What you should do →
Answer these from the text on DNA testing for genealogy and medicine:
(a) From whom to whom is the Y-DNA strand passed on?
(b) What other name does the text give for the female DNA strand?
(c) What medical information do the genealogy tests give a person?

How Does DNA Testing Genealogy Differ from Medical?

When it comes to DNA testing, genealogy and medical testing are not the same. Both sciences are advancing all the time, but their approach and what the scientists are looking for are vastly different. For this reason, before you have your DNA tested, be sure you know why you want this procedure done.

The testing of a person’s DNA for genealogy purposes involves the identification of nucleotides and where they are located on the sample DNA strand. This identification process, when looked at as a whole, can tell the examiner many things about the samples genetic ancestral past.

In the Y-DNA samples that are examined, the order and composition of the identified markers is how it is determined what family line the sample comes from. This DNA strand is passed on from father to son and is a continuous marker of the family lineage. A scientist can compare two different samples and can determine if they are ancestrally linked genetically.

This same type of matching up of like samples can be done for the female DNA strand or the mtDNA. By identifying matching sequences in the sample, an ancestral match can be found.

Neither of these tests will give a person any medical information. The reason is because of what the scientists are looking for. There is some association between haplogroupgs and diseases or certain characteristics like longevity of life. This is only because further testing has already been completed. This includes the association of particular markers that are missing or present from a DNA strand and disease.

For this reason, DNA testing, genealogy, and medical testing are different and the results from one cannot be used for the other, in most cases.

Exercise data →
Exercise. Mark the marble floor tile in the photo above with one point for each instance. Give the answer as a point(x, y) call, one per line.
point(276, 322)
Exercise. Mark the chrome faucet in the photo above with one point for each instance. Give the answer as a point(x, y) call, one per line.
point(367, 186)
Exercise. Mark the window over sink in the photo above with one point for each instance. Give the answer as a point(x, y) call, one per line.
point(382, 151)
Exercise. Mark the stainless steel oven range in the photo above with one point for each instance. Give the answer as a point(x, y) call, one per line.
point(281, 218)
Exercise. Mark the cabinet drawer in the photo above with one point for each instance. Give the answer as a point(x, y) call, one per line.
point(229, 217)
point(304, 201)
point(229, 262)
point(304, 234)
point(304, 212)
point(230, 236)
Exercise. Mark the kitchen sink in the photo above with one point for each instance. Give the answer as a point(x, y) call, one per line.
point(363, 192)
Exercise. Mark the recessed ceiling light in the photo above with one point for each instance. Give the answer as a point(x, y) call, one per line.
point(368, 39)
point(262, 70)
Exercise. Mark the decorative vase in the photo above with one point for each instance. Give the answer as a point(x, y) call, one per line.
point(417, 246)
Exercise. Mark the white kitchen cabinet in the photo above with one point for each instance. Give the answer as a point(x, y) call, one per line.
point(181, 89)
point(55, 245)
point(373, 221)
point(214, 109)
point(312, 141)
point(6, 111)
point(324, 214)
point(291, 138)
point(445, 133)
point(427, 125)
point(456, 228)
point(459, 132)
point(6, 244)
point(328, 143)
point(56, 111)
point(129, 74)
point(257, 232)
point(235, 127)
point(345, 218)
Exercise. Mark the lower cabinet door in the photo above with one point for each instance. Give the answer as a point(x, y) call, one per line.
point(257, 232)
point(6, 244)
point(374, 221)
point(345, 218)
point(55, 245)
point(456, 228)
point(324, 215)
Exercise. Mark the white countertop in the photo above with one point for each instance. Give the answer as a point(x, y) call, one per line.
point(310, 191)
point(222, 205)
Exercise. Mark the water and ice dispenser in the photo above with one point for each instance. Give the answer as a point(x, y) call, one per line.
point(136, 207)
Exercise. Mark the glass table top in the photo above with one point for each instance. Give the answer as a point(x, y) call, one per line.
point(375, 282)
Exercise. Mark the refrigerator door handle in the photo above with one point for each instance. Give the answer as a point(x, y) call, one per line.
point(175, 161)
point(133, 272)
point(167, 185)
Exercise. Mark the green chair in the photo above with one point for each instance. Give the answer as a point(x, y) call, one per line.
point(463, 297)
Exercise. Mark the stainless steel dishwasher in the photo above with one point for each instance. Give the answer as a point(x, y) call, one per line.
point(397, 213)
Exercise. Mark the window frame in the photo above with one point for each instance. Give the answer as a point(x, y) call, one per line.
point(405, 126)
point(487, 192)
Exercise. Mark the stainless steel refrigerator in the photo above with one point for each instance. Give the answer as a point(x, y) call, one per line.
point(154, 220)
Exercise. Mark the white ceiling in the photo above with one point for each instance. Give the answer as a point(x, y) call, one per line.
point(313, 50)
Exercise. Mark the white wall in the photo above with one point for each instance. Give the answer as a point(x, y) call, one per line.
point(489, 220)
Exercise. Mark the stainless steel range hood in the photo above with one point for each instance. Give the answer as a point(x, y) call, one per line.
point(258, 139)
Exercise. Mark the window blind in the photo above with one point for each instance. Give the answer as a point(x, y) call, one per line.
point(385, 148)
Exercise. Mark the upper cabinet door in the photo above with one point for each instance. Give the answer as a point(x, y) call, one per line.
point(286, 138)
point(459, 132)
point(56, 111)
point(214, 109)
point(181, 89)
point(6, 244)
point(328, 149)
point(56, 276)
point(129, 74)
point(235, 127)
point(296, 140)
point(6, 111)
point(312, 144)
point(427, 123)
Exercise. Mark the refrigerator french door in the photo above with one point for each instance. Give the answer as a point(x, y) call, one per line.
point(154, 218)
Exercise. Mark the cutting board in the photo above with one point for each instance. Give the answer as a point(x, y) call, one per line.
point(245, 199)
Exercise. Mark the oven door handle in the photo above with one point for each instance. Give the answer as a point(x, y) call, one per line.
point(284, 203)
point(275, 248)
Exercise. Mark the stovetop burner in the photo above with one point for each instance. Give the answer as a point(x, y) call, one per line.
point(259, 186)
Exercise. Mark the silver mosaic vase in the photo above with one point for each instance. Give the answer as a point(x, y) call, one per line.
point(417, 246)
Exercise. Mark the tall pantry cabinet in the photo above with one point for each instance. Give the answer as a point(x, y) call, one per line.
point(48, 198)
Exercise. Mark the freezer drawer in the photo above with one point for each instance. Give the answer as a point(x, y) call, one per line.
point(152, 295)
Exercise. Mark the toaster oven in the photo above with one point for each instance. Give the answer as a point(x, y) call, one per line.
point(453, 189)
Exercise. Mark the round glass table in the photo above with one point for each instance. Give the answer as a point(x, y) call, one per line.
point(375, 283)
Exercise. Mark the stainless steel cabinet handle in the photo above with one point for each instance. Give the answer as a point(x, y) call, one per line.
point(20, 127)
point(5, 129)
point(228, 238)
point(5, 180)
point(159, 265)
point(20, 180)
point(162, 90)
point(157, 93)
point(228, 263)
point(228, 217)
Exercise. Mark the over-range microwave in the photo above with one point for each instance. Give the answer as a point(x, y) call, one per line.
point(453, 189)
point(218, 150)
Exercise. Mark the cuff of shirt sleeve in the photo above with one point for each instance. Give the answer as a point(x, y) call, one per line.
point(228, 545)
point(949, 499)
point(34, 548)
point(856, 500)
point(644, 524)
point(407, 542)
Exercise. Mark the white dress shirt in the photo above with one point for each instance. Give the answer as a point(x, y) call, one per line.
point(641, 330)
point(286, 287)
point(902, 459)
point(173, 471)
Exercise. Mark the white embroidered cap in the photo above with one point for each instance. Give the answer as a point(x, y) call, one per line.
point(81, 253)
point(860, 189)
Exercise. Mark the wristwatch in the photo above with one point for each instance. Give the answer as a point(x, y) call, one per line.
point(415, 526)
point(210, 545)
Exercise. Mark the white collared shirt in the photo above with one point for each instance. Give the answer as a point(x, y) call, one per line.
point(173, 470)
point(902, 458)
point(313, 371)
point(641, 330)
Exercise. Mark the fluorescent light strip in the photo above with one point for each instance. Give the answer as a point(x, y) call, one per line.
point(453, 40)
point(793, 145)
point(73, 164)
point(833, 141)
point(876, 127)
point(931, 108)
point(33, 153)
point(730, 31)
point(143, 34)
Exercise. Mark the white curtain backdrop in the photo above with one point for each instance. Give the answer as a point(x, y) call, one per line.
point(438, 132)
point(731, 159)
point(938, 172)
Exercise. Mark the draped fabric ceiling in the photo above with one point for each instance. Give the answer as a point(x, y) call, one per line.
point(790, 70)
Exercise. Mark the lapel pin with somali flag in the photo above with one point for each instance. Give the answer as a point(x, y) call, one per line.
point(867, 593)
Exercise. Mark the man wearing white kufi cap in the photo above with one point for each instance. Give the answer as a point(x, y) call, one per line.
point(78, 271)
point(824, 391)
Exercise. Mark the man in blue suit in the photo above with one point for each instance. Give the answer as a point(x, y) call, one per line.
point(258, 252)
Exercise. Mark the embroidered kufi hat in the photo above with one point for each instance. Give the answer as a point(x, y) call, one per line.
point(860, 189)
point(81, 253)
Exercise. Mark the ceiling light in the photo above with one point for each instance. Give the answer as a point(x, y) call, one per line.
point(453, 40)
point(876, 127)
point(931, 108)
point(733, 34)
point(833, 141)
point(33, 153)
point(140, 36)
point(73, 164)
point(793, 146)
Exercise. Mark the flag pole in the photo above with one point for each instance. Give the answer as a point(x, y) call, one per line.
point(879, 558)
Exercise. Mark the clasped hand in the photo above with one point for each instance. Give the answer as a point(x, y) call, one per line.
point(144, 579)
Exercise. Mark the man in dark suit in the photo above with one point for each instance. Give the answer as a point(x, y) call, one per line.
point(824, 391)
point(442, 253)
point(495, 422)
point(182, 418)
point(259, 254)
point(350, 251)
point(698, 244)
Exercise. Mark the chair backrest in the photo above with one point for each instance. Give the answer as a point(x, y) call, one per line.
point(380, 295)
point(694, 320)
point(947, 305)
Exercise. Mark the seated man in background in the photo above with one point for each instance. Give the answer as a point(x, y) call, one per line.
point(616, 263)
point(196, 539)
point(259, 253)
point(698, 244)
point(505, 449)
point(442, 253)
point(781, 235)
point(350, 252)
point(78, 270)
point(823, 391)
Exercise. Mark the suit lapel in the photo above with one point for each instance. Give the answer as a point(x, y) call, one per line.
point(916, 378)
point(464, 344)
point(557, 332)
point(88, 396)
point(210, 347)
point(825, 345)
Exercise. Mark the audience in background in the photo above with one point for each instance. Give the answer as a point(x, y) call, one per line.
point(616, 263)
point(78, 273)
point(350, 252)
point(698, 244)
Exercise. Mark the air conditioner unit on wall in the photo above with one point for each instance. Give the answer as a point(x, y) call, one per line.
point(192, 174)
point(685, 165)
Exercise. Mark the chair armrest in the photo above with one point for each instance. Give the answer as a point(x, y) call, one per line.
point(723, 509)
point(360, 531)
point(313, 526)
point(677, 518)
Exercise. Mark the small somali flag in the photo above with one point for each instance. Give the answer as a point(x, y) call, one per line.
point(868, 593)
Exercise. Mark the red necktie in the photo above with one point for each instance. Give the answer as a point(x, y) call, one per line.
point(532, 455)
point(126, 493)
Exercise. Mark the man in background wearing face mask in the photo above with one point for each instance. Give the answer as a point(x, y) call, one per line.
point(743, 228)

Exercise solution →
(a) From father to son.
(b) The mtDNA.
(c) None.